(Part of a data file)
— start —

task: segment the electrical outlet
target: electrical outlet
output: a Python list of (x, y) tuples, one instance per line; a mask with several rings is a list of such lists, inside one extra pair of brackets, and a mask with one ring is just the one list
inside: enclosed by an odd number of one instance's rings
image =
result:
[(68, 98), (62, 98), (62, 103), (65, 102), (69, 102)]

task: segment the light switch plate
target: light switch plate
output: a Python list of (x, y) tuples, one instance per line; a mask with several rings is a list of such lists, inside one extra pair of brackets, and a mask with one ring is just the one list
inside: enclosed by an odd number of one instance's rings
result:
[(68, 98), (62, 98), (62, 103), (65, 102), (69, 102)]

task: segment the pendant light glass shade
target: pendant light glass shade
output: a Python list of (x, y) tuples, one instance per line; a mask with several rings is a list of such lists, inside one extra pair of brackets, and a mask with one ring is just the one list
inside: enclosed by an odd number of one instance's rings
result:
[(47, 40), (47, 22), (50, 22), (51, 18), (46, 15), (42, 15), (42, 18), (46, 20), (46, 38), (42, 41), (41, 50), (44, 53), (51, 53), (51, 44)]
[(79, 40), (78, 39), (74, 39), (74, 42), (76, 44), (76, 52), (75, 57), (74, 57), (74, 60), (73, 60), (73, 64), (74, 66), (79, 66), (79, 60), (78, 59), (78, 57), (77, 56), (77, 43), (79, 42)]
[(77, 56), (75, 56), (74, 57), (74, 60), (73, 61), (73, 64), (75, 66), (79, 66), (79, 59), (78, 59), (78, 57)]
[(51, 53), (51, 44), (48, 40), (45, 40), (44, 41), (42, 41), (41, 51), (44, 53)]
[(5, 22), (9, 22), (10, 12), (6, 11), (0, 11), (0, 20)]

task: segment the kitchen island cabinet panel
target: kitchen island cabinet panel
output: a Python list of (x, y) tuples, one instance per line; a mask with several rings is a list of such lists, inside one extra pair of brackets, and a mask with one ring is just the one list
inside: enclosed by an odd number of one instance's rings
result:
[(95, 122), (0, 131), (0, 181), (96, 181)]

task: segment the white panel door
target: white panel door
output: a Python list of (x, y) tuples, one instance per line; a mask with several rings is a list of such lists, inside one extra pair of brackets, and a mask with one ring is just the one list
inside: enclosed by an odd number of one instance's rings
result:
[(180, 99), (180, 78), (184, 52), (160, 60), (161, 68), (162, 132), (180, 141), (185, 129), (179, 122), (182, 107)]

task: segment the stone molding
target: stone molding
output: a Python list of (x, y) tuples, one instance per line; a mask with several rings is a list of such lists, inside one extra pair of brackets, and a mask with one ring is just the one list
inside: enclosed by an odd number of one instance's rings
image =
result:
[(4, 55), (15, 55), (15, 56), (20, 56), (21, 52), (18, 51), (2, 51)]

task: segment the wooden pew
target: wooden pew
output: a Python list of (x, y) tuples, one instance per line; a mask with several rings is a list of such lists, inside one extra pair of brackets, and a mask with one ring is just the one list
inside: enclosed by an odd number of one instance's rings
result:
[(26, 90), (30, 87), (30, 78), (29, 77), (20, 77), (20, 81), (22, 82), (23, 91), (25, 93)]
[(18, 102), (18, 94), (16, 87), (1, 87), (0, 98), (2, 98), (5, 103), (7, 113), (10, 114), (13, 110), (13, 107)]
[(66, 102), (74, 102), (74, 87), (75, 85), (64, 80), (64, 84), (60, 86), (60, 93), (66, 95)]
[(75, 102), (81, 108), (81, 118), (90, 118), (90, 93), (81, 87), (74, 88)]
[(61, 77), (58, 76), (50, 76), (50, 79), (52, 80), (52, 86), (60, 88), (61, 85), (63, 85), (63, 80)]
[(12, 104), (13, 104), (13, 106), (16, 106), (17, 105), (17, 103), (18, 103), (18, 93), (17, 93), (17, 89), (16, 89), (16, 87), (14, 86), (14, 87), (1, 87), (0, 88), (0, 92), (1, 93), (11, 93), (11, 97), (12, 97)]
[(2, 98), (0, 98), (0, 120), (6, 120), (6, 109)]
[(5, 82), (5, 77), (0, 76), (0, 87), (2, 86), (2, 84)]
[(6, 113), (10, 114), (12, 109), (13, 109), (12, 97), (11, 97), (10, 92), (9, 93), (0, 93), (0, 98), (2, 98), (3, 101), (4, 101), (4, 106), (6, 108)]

— end —

Can you write out everything from the start of the items down to the line containing "11), (0, 20)]", inclusive, with the requests kept as they are, but every coordinate in the answers multiplied by 0.75 and rounded to a whole number, halves up?

task: segment the electrical outlet
target: electrical outlet
output: a Python list of (x, y) tuples, one instance per line; a mask with several rings is a list of such lists, inside one extra pair of brackets, and a mask with one ring is just the one list
inside: enclosed by an odd number of one instance's rings
image =
result:
[(51, 74), (47, 74), (47, 77), (49, 77), (52, 77)]

task: segment the light switch plate
target: light switch plate
output: a Python list of (x, y) tuples, one instance per line; a mask with several rings is a list of such lists, inside one extra pair of brackets, and a mask with one ring is just the one list
inside: enclosed by an odd number of one instance's rings
result:
[(51, 74), (47, 74), (47, 77), (49, 77), (52, 77)]

task: segment the pendant light glass shade
target: pendant light glass shade
output: a Python list of (x, y) tuples, one instance per line; a mask with several rings is a list of such lists, inside one extra pair of brackets, and a mask with one ring is just the one list
inside: enclosed by an odd number of one instance's rings
result:
[(35, 30), (35, 17), (38, 17), (38, 14), (35, 11), (32, 11), (32, 14), (35, 15), (35, 29), (32, 31), (31, 38), (33, 40), (38, 40), (38, 33)]
[(59, 30), (59, 29), (56, 29), (56, 32), (57, 33), (57, 39), (56, 43), (56, 43), (56, 45), (55, 45), (55, 48), (56, 50), (59, 50), (59, 45), (59, 44), (59, 43), (58, 42), (58, 32), (59, 32)]
[(58, 42), (56, 42), (56, 43), (56, 45), (55, 46), (55, 48), (56, 50), (59, 50), (59, 44), (59, 44), (59, 43)]
[(38, 40), (38, 33), (36, 30), (34, 30), (33, 31), (32, 31), (31, 38), (33, 40)]
[(4, 17), (7, 17), (8, 9), (5, 8), (0, 8), (0, 15)]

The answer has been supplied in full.